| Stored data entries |
..............................

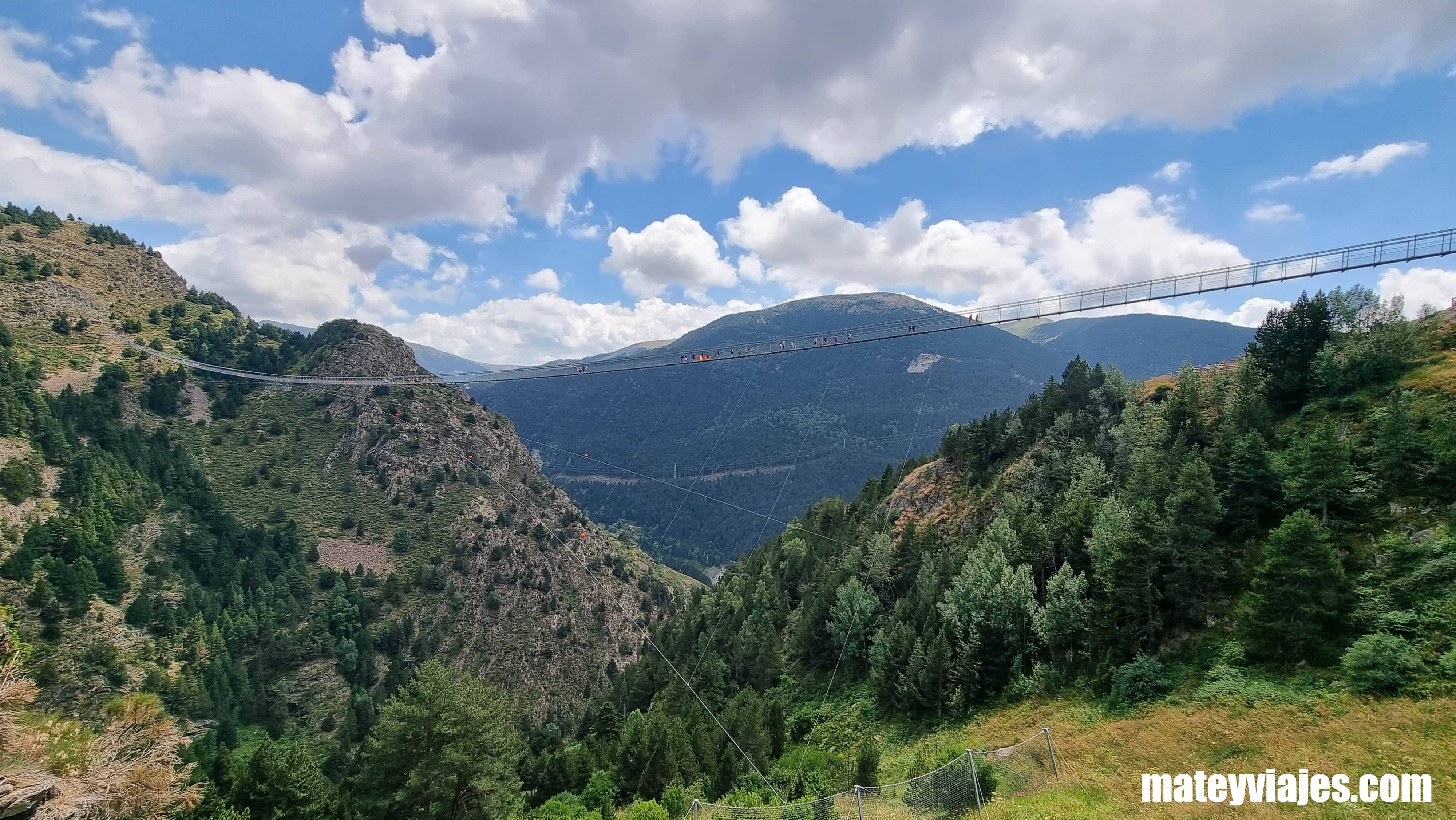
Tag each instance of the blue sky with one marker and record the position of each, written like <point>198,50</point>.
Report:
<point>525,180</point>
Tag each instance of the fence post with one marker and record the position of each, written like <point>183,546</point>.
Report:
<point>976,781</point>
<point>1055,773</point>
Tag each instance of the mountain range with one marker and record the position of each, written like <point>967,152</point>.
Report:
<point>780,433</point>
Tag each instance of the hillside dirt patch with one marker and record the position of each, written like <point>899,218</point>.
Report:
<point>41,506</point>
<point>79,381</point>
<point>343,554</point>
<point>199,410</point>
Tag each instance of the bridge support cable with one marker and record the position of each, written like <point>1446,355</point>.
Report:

..............................

| Written exercise |
Render every line of the material above as a numbered list, omitting blank lines and leaving out the pictures.

| Solution below |
1. Tag each instance of the blue sky with one marker and record the position of each, written like <point>198,50</point>.
2. Report:
3. <point>525,180</point>
4. Tag each instance of the fence post with one marker and record the position of each, written like <point>183,546</point>.
5. Report:
6. <point>976,781</point>
7. <point>1055,773</point>
8. Tag each instance of the mountain range with one marker and record the position of each, written like <point>967,152</point>.
9. Report:
10. <point>780,433</point>
11. Tag each instance of the hillside dirt patch with one marker and record the position of each, written like <point>899,218</point>.
12. Report:
13. <point>41,506</point>
14. <point>79,381</point>
15. <point>343,554</point>
16. <point>199,410</point>
17. Tag each instance of the bridge support cable with one marker and record the position of each, written like <point>1446,355</point>.
18. Report:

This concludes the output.